• WHAT IS NEEDED:
List every line in the records below that contains the string "porch". Matches are case-sensitive.

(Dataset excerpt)
◆ ◆ ◆ ◆

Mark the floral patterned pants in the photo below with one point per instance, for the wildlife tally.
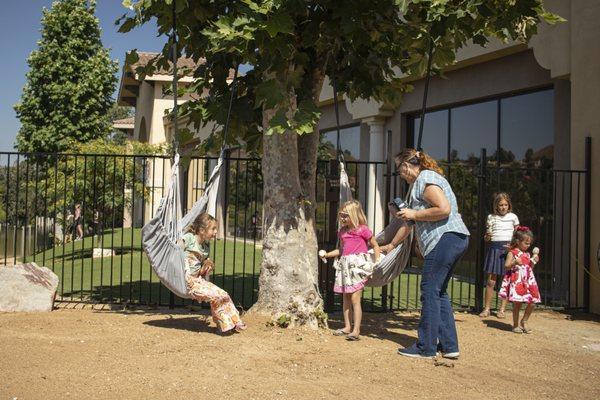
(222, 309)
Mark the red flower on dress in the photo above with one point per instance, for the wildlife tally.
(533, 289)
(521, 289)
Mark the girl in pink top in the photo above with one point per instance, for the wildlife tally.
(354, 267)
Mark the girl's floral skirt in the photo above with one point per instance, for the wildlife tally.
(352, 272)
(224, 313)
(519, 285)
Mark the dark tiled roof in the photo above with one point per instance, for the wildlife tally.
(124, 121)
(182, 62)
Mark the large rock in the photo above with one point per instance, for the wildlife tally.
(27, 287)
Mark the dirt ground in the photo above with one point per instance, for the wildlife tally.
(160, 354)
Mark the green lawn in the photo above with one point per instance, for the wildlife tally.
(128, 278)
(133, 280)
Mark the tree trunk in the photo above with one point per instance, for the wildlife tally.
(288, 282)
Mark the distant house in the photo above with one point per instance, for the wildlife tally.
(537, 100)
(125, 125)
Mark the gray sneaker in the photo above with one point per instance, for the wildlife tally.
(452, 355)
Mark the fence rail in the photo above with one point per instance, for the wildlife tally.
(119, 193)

◆ ◆ ◆ ◆

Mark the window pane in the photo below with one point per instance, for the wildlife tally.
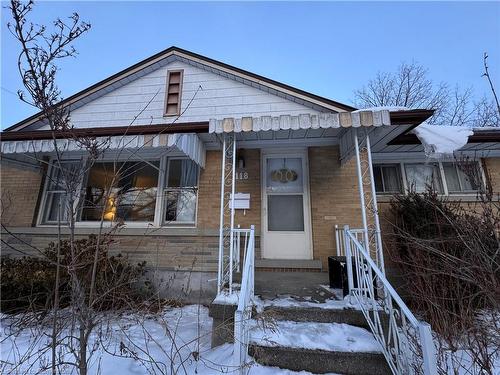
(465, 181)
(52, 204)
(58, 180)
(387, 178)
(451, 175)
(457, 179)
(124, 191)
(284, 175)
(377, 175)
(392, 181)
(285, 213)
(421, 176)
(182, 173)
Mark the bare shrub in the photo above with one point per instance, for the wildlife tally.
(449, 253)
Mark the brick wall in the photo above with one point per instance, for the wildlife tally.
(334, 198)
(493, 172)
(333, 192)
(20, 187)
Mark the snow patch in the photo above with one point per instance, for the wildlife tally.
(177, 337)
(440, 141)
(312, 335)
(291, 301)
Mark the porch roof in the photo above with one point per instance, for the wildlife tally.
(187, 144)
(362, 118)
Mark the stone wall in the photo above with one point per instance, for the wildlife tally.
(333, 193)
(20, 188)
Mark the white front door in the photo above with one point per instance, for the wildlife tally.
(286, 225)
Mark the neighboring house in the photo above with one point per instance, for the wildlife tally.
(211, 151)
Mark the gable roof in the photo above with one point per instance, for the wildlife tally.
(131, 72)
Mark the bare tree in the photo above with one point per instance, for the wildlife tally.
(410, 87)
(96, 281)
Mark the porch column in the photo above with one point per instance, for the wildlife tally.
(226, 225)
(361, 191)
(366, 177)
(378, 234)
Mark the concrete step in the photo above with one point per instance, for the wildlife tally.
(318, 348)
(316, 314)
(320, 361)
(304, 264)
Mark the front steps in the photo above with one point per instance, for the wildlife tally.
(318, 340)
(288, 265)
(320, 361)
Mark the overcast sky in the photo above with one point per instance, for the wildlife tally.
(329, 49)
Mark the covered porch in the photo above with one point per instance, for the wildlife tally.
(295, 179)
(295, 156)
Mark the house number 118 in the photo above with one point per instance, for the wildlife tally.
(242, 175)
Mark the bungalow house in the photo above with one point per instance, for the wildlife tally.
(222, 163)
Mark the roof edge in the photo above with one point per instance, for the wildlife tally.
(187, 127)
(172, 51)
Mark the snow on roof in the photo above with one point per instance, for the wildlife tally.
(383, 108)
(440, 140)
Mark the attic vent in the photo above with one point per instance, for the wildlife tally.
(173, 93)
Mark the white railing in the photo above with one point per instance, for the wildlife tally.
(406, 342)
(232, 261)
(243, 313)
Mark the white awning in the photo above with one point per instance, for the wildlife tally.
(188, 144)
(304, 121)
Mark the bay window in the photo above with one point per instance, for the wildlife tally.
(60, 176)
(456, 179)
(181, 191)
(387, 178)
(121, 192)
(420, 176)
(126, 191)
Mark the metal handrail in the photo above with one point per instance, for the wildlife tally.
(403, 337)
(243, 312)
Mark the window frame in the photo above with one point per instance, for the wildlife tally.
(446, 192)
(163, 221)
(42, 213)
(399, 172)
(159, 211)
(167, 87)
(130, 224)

◆ ◆ ◆ ◆

• PROBLEM SOLUTION:
Mark the porch roof in the photo above with one point per instance, for the wildlife tally.
Mark the porch column in the photo above with one point per instance, for the wildlife tally.
Mark the covered porch in the photo above with one point per instance, for the wildlife tally.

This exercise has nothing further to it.